Storytelling Through Layering


  • 3 min read

Rules of Photography: Layering

"I find joy in capturing the light and life surrounding me. My inspiration comes from the beauty of the everyday moments, the blessings of God's amazing creation." - Liz Willson

Each photograph, each image, each capture, tells a story. While there are multiple methods and techniques to enter into a narrative, layering is a poignant one. Let me show you how I add depth and emotion to my stories through layering.

1. Shoot Through, Not Around

When examining a scene, discover items you can place in the foreground to surround your subject. Don’t be afraid to allow the foreground element to cover a portion of your subject, particularly in portraits. Here, the pine branch helped tell our Christmas tree farm adventure story. Using a shallow depth of field (such as an aperture of f/2.8-4) will allow these elements to be somewhat blurred while further drawing the eye to your subject.

Lensbaby Edge 50 | 1/1000 | F/4.0 | ISO: 500 | Camera body: Canon 5D Mark III

Lensbaby Velvet 56 | 1/8000 | F/4.0 | ISO: 100 | Camera body: Canon 5D Mark III

2. Double Exposure

Read your camera manual.
-=-=-=-=-
Challenges =
(a) Using the layering article, answer each question:
(i) Which aperture range does it give as an example of a shallow depth of field?
(ii) What shutter speed is listed for the Lensbaby Velvet 56?
(iii) What foreground item helped tell the Christmas tree farm adventure story?
(b) Extract the passage of the layering article from "1. Shoot Through, Not" up to and including "your camera manual.".
The material that comes next is separate from the layering article.

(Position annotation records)
-=-=-=-=-
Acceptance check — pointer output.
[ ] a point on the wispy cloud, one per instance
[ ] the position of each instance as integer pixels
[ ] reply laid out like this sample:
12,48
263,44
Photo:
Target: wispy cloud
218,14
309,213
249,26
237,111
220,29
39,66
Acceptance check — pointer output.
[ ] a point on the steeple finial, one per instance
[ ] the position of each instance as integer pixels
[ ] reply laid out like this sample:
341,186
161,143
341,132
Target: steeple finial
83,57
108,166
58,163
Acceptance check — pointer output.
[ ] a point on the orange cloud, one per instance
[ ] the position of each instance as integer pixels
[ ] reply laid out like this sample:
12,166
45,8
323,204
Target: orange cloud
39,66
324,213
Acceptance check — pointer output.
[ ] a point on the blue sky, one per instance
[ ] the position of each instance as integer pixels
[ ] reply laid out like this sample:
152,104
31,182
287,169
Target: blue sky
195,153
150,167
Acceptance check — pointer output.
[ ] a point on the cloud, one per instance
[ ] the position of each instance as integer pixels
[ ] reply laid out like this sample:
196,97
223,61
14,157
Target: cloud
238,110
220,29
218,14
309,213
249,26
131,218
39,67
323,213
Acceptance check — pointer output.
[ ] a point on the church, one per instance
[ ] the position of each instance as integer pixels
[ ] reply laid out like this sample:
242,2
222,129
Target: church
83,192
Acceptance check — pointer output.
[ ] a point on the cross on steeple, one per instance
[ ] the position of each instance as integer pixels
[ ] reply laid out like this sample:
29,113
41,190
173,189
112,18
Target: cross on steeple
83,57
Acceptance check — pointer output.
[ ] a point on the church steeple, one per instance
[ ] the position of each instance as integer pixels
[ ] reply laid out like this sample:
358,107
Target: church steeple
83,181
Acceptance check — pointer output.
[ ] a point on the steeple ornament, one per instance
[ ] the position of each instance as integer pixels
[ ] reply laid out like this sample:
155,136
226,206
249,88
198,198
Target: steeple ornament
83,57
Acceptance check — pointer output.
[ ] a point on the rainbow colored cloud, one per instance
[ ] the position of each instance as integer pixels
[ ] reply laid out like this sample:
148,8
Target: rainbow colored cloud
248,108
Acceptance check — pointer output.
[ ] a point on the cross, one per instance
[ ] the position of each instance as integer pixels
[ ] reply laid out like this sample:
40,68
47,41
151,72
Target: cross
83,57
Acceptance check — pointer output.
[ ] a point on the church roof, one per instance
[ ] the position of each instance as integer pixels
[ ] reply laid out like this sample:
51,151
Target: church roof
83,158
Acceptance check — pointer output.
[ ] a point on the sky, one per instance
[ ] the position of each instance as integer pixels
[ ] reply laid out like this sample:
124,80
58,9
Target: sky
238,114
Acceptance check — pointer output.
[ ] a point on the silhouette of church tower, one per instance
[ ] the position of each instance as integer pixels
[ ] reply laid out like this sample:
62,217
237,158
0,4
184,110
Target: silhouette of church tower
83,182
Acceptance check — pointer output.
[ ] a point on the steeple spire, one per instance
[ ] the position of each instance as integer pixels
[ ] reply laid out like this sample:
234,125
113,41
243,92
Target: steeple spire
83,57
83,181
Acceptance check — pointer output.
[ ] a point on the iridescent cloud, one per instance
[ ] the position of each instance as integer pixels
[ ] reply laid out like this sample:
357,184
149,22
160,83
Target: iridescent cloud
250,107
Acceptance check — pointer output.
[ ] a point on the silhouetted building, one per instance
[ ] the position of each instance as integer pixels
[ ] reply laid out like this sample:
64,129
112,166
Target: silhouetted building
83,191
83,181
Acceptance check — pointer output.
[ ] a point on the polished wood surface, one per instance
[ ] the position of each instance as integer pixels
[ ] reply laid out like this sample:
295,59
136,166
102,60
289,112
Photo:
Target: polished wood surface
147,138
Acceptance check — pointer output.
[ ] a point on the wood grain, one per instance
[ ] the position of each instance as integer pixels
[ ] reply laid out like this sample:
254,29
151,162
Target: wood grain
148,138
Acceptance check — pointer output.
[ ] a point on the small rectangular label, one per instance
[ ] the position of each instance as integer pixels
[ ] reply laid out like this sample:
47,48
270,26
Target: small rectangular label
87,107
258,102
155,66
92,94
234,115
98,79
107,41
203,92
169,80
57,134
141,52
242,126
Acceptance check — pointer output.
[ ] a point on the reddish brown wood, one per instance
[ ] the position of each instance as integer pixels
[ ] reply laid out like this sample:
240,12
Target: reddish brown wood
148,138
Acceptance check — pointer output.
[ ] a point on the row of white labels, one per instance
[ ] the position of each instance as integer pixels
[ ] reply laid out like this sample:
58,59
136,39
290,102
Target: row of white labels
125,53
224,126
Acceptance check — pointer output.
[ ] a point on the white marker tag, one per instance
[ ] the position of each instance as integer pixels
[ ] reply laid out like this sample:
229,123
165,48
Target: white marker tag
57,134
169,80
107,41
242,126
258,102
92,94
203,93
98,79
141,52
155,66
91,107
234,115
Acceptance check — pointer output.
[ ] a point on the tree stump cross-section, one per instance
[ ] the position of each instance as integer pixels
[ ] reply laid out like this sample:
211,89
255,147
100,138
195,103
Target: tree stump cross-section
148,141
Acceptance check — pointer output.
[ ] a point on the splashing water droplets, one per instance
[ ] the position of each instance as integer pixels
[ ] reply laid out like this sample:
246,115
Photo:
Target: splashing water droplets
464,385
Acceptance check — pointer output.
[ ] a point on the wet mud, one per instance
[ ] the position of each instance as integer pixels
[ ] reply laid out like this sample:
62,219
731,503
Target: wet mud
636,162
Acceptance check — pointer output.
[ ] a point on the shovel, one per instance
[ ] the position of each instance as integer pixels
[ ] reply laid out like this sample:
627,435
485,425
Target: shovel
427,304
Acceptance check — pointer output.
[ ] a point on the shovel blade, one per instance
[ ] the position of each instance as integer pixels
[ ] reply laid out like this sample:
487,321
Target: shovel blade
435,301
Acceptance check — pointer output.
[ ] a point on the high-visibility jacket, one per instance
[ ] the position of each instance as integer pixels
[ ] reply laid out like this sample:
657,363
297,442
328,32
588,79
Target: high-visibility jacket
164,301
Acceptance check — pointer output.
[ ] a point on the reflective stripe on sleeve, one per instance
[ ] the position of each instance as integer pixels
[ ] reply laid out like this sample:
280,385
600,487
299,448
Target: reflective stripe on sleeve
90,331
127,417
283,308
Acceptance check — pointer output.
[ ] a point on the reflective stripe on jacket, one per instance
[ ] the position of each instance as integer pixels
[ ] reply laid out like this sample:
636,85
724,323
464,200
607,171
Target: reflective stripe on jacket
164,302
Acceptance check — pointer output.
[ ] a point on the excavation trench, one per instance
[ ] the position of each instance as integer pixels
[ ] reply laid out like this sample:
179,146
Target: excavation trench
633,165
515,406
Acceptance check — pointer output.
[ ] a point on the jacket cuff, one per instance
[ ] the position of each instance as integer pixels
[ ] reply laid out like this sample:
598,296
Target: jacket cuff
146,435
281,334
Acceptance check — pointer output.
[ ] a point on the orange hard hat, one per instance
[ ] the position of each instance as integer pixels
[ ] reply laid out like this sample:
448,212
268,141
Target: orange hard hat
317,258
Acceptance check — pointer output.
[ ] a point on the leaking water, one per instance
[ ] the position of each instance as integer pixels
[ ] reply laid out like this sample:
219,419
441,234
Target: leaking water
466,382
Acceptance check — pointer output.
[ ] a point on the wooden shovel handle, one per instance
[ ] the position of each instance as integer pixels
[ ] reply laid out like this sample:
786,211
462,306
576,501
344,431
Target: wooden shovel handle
-=-=-=-=-
Correct answers =
(a)
(i) f/2.8-4
(ii) 1/8000
(iii) The pine branch

(b)
1. Shoot Through, Not Around

When examining a scene, discover items you can place in the foreground to surround your subject. Don’t be afraid to allow the foreground element to cover a portion of your subject, particularly in portraits. Here, the pine branch helped tell our Christmas tree farm adventure story. Using a shallow depth of field (such as an aperture of f/2.8-4) will allow these elements to be somewhat blurred while further drawing the eye to your subject.

Lensbaby Edge 50 | 1/1000 | F/4.0 | ISO: 500 | Camera body: Canon 5D Mark III

Lensbaby Velvet 56 | 1/8000 | F/4.0 | ISO: 100 | Camera body: Canon 5D Mark III

2. Double Exposure

Read your camera manual.